Text excerpt:
# # #

It remains to be seen whether there will be a widespread shift toward educators cutting down on assigned reading. In a range of syllabi from 2009 to this year, shared with Teen Vogue by the English departments at Texas A&M University and the University of Central Florida, the volume of reading asked of students has remained largely comparable. Anecdotally, though, some professors say they are reworking the length of the texts they assign. Jones includes fewer books but more short stories for the same course than she did a decade prior. Dolven and Kotsko both mention being more selective and intentional about what they include on their reading lists.

Whether or not professors choose to change the syllabi themselves, they are facing a host of decisions in building out workable strategies to support their classes in reaching the reading goals they set for them. Says Boyle, “If you want students to be able to read a novel a week, then you’re going to give them some kind of structure to be able to do so."

What that “structure” looks like means many different things for different people. Byrd says that since 2020, right before the pandemic began, he has been putting students into “reading teams,” with each student choosing a couple of the assigned readings for the week and providing their teammates with summaries. He also uses digital annotation tools that enable students to comment online about the reading as they make their way through it and engage with comments from classmates. Kotsko asks students to take photos of their text annotations and submit those as assignments, an approach he says has been working quite well. Boyle encourages his classes to adopt an “overview procedure” for reading, understanding how the text is organized and skimming the text’s introduction and conclusion before diving into the core of it.

# # #

Given data:
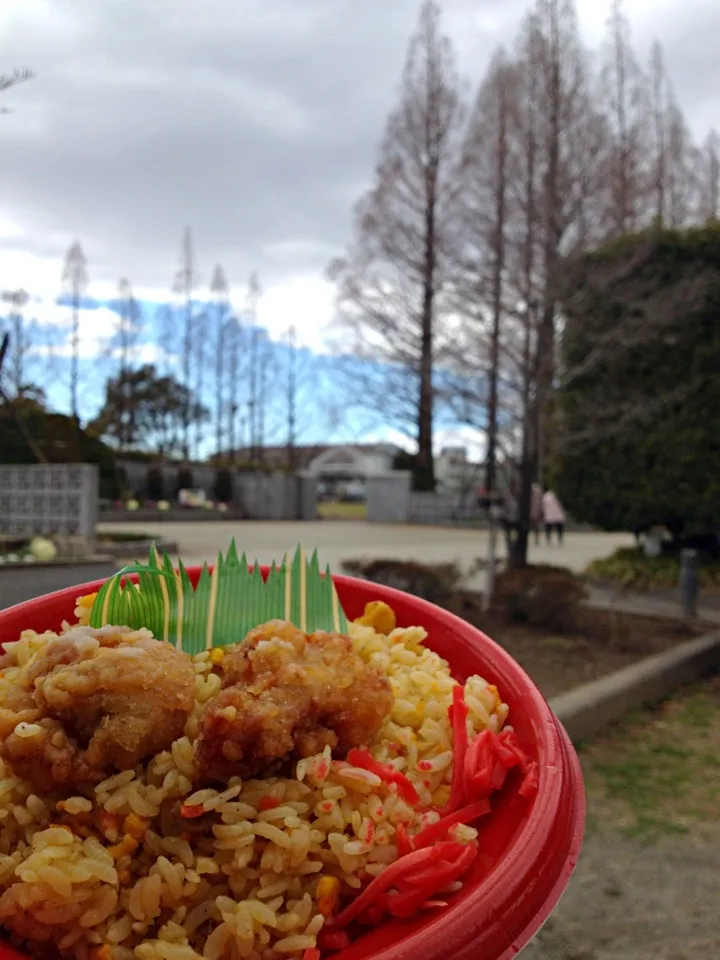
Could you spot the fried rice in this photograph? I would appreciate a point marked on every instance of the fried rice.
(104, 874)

# # #

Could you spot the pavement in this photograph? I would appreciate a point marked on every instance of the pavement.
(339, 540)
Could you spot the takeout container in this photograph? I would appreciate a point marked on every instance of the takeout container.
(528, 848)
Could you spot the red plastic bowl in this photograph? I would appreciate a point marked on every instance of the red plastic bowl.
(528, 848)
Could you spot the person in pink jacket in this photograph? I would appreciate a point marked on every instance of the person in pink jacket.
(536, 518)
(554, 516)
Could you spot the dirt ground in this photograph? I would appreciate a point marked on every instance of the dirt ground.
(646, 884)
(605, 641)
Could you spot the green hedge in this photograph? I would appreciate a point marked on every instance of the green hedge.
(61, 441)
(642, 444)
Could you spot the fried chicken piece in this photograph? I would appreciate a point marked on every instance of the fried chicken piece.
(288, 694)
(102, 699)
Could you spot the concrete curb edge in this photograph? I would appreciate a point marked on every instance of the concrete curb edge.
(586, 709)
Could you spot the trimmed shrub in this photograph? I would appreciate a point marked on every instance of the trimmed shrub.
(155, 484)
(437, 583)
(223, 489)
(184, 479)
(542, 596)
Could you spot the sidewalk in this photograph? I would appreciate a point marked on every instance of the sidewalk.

# # #

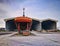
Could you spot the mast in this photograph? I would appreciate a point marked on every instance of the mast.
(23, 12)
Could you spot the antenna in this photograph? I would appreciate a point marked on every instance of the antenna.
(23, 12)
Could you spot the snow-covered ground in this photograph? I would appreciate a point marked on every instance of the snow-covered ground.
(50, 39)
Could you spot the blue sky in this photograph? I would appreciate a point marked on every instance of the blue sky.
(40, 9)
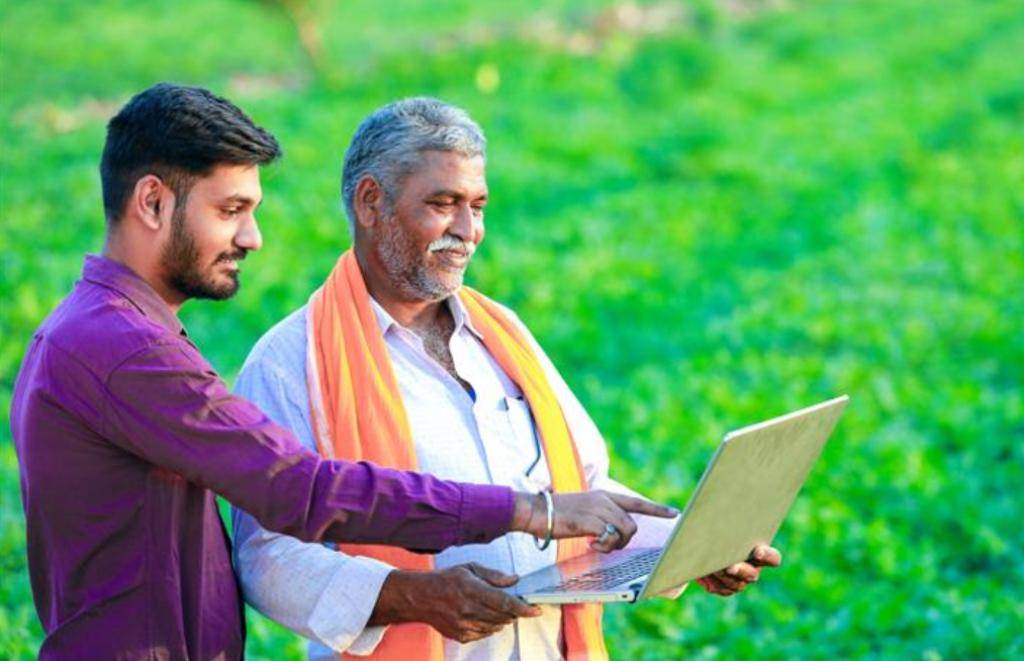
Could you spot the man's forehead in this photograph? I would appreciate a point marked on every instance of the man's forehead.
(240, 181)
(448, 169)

# # #

What this exercise asks:
**a)** In the excerpt on college reading, what does Kotsko ask students to submit as assignments?
**b)** Repeat the portion of the excerpt on college reading starting with "It remains to" and going on through "their reading lists.".
The entries above are not needed for this work.

Solutions per task:
**a)** Photos of their text annotations.

**b)**
It remains to be seen whether there will be a widespread shift toward educators cutting down on assigned reading. In a range of syllabi from 2009 to this year, shared with Teen Vogue by the English departments at Texas A&M University and the University of Central Florida, the volume of reading asked of students has remained largely comparable. Anecdotally, though, some professors say they are reworking the length of the texts they assign. Jones includes fewer books but more short stories for the same course than she did a decade prior. Dolven and Kotsko both mention being more selective and intentional about what they include on their reading lists.